[Records from a data collection]
|---|

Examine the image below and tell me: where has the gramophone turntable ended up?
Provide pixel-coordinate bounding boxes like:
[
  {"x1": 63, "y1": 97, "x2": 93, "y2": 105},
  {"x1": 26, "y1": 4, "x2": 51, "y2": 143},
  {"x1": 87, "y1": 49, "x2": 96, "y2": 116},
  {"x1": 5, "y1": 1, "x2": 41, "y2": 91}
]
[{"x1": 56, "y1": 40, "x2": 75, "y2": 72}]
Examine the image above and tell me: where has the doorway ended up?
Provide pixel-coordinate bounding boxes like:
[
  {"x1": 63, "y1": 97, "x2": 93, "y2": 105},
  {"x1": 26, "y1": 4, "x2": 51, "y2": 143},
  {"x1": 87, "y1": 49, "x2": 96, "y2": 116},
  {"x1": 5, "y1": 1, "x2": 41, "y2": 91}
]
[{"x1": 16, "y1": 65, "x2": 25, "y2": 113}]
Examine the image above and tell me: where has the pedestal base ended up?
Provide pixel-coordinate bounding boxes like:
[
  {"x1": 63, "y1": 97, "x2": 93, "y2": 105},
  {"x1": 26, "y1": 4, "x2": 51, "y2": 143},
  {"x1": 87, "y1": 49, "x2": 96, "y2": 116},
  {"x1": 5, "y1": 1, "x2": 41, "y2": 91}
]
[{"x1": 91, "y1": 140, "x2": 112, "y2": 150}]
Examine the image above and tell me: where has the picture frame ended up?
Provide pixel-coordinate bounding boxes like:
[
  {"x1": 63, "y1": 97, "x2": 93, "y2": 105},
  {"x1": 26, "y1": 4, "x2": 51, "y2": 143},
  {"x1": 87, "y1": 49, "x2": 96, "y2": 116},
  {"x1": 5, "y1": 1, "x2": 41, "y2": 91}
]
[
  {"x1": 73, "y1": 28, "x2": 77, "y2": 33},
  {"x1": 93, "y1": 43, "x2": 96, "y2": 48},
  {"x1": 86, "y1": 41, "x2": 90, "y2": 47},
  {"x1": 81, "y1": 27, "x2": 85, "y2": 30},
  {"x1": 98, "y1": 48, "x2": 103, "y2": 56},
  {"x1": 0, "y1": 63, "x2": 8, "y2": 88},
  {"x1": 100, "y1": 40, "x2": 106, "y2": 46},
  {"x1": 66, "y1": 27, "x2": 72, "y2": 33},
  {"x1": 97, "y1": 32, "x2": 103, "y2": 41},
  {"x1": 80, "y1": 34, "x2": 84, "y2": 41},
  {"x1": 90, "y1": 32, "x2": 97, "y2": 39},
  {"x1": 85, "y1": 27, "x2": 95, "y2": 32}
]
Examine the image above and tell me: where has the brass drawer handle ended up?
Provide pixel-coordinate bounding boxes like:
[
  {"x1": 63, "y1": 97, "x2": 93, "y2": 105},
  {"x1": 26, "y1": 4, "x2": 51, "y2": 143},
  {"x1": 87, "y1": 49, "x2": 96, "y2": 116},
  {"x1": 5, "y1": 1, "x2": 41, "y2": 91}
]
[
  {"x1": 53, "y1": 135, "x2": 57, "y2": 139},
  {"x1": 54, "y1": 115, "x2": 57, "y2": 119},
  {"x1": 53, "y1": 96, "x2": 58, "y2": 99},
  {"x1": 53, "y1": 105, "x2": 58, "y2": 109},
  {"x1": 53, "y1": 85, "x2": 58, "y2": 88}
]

|---|

▶ _Exercise prompt_
Retype all of the data exactly, so that nothing differs from what is given.

▶ _Output for this task_
Examine the image below and tell me: where has the gramophone turntable ended up?
Provide pixel-coordinate bounding boxes like:
[
  {"x1": 63, "y1": 97, "x2": 93, "y2": 105},
  {"x1": 26, "y1": 4, "x2": 51, "y2": 143},
  {"x1": 87, "y1": 49, "x2": 96, "y2": 116},
  {"x1": 5, "y1": 1, "x2": 41, "y2": 91}
]
[{"x1": 56, "y1": 40, "x2": 75, "y2": 72}]
Examine the image above and tell me: where has the doorway ended up?
Provide pixel-coordinate bounding boxes like:
[
  {"x1": 63, "y1": 97, "x2": 93, "y2": 105},
  {"x1": 26, "y1": 4, "x2": 51, "y2": 143},
  {"x1": 87, "y1": 49, "x2": 96, "y2": 116},
  {"x1": 5, "y1": 1, "x2": 41, "y2": 91}
]
[{"x1": 16, "y1": 65, "x2": 25, "y2": 113}]
Examine the image above and tell me: where has the pedestal base ended up?
Provide pixel-coordinate bounding boxes like:
[
  {"x1": 63, "y1": 97, "x2": 93, "y2": 105},
  {"x1": 26, "y1": 4, "x2": 51, "y2": 143},
  {"x1": 87, "y1": 49, "x2": 96, "y2": 116},
  {"x1": 5, "y1": 1, "x2": 41, "y2": 91}
]
[{"x1": 91, "y1": 140, "x2": 112, "y2": 150}]
Examine the image above and tell me: where has the picture frame ended up?
Provide pixel-coordinate bounding boxes like:
[
  {"x1": 63, "y1": 97, "x2": 93, "y2": 105},
  {"x1": 26, "y1": 4, "x2": 51, "y2": 143},
  {"x1": 87, "y1": 49, "x2": 96, "y2": 116},
  {"x1": 5, "y1": 1, "x2": 41, "y2": 91}
]
[
  {"x1": 73, "y1": 28, "x2": 77, "y2": 33},
  {"x1": 93, "y1": 43, "x2": 96, "y2": 48},
  {"x1": 86, "y1": 41, "x2": 90, "y2": 47},
  {"x1": 81, "y1": 27, "x2": 85, "y2": 30},
  {"x1": 98, "y1": 48, "x2": 103, "y2": 56},
  {"x1": 0, "y1": 63, "x2": 8, "y2": 88},
  {"x1": 100, "y1": 40, "x2": 106, "y2": 46},
  {"x1": 66, "y1": 27, "x2": 72, "y2": 33},
  {"x1": 97, "y1": 32, "x2": 103, "y2": 41},
  {"x1": 80, "y1": 34, "x2": 84, "y2": 41},
  {"x1": 90, "y1": 32, "x2": 97, "y2": 39},
  {"x1": 85, "y1": 27, "x2": 95, "y2": 32}
]
Examine the image above and tell me: where has the brass drawer handle ended up?
Provide pixel-coordinate bounding boxes like:
[
  {"x1": 63, "y1": 97, "x2": 93, "y2": 105},
  {"x1": 26, "y1": 4, "x2": 51, "y2": 143},
  {"x1": 87, "y1": 49, "x2": 96, "y2": 116},
  {"x1": 5, "y1": 1, "x2": 41, "y2": 91}
]
[
  {"x1": 53, "y1": 135, "x2": 57, "y2": 139},
  {"x1": 54, "y1": 115, "x2": 57, "y2": 119},
  {"x1": 53, "y1": 96, "x2": 58, "y2": 99},
  {"x1": 53, "y1": 105, "x2": 58, "y2": 109},
  {"x1": 53, "y1": 85, "x2": 58, "y2": 88}
]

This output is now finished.